# Prompt A:
In the forum thread on male worm mating success, whose paper on male mating efficiency is suggested as a source for extrapolating data?
# Prompt B:
Translate this sentence from the forum thread on male worm mating success into French: "The mating efficiency seemed to be relatively robust!"
# Prompt C:
Continue the forum thread on male worm mating success from its last post.

# Provided text:
┄┄┄┄┄┄┄┄┄┄┄┄┄┄┄┄┄┄┄┄
How many hermaphrodites will a single male mate with successfully?

How many hermaphrodites will a single hermaphrodite mate with successfully? Say if there is a population of 100 synchronous animals from L1 onward and 1 animals is a male.
I realize that the male may try to mate unsuccessfully more then once, but how successful would it be (on average)? If you know a specific reference, please post that too.
Thanks in advance and happy worming! :slight_smile:

Fixed that for you.

Probably no specific reference for this exact question, but it would be fun if we could pose questions like this and ask members of the forum to try and answer them experimentally…I think it’d be fun. Any takers for the challenge?

I’d imagine it’d be ridiculously hard to test this with exactly 99 hermaphrodites and 1 male, as you need to identify that L1 male with high mag DIC (I am no expert on larval males, maybe you can use a marker). Then, I guess you could use fer-1(hc1) hermaphrodites and observe the number of ‘females’ that have fertilized eggs…

I guess you could extrapolate the data from Jonathan Hodgkin’s (excuse the pun) seminal paper on male mating efficiency:

http://www.ncbi.nlm.nih.gov/pmc/articles/PMC1202023/pdf/43.pdf

with the caveat that he was testing mutant males. The mating efficiency seemed to be relatively robust!

Steve

Steve,
I feel you’re letting the side down if you link to Hodgkin on maximal male mating capability and don’t link to the Worm Breeder’s Gazette article that features Mr. Vigorous and describes his memorialization.

Excellent find! I wonder if the Stanford males (including Mr. Vigorous) were more successful than the Bristol guys because they were less distracted from the job at hand by requests for a candlelit dinner, bunches of flowers or having to say how good the hermaphrodite looked in her new dress?
┄┄┄┄┄┄┄┄┄┄┄┄┄┄┄┄┄┄┄┄
# Listed records:
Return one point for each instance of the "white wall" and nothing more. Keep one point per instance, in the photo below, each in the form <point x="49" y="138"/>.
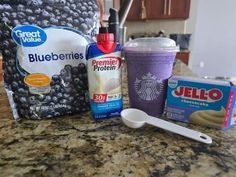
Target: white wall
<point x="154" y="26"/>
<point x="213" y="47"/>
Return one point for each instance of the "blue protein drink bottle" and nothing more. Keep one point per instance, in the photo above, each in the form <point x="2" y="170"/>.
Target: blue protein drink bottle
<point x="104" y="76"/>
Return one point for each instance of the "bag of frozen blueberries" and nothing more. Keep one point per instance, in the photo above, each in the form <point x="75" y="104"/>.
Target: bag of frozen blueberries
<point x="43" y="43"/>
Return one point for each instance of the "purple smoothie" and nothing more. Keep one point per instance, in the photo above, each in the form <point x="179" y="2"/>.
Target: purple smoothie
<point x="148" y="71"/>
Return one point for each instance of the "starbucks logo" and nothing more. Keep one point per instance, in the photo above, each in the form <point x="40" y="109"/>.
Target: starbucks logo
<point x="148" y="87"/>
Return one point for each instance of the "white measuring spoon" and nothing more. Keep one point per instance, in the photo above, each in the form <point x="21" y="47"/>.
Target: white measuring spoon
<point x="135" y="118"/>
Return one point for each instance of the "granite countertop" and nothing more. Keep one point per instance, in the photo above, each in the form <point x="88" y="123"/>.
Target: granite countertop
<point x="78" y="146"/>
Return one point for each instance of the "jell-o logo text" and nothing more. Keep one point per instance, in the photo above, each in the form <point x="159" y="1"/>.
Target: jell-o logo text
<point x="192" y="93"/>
┄┄┄┄┄┄┄┄┄┄┄┄┄┄┄┄┄┄┄┄
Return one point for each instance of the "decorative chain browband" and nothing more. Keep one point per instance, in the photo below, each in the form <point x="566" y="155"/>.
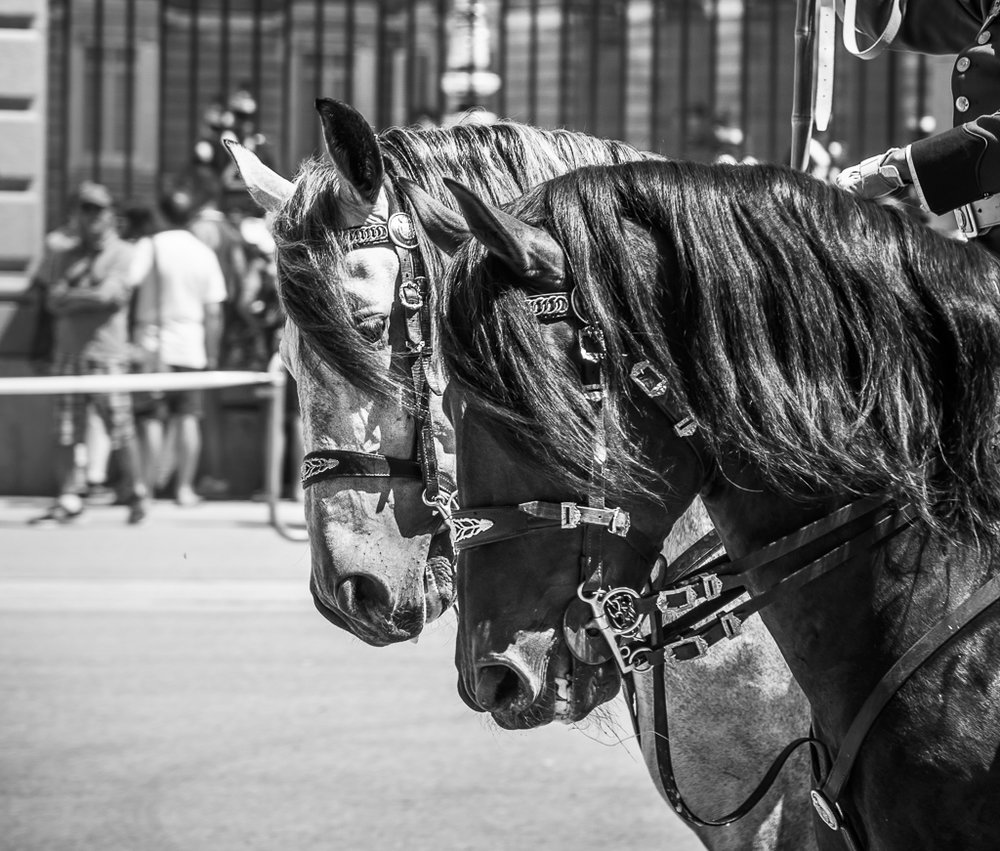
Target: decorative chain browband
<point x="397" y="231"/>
┄┄┄┄┄┄┄┄┄┄┄┄┄┄┄┄┄┄┄┄
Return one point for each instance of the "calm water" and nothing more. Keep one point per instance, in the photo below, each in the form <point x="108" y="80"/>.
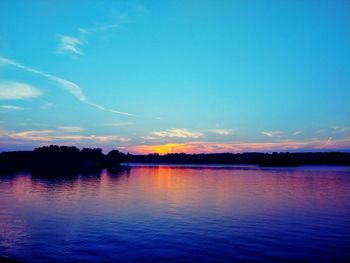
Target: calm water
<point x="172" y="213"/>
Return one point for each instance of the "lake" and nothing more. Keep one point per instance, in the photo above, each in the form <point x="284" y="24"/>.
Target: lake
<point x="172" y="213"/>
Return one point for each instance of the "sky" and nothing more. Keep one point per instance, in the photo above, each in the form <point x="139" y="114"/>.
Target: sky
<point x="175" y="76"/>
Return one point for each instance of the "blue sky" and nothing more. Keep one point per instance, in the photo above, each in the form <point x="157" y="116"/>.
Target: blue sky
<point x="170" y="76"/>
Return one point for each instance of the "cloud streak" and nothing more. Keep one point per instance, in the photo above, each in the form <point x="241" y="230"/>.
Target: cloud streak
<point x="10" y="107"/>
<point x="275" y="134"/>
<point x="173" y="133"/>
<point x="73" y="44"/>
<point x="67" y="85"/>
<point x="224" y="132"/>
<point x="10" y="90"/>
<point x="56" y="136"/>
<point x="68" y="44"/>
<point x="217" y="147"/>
┄┄┄┄┄┄┄┄┄┄┄┄┄┄┄┄┄┄┄┄
# Exercise response A:
Jonathan Hodgkin's paper.

# Exercise response B:
L'efficacité d'accouplement semblait relativement robuste !

# Exercise response C:
Quite robust indeed, haha! Also, RIP Mr. Vigorous. Great WBG article, Hillel, and I guess you could extrapolate data from that to answer the original question.
What are the chances though that the male mates with the same hermaphrodite multiple times in a population of 100? Will the male preferentially choose the unmated hermaphrodites on the plate?

The probability of multiple matings could be calculated if mate selection were random, but it’s not. Maureen Barr demonstrated that the presence/absence of sperm in the hermaphrodite affects sexual attraction:

http://www.ncbi.nlm.nih.gov/pubmed/21968192

Harold

I suppose it’s only fair to note that the CB4855 strain that produced Mr. Vigorous was later discovered to have a naturally occurring glp-1(gf) mutation resulting in the production of extra functional germ cells. It’s still a wild isolate, and as the question is more about behavior than about the germline I’m not sure how relevant this is - but the reason (one reason?) CB4855 males produce far more cross-progeny than N2 males is known.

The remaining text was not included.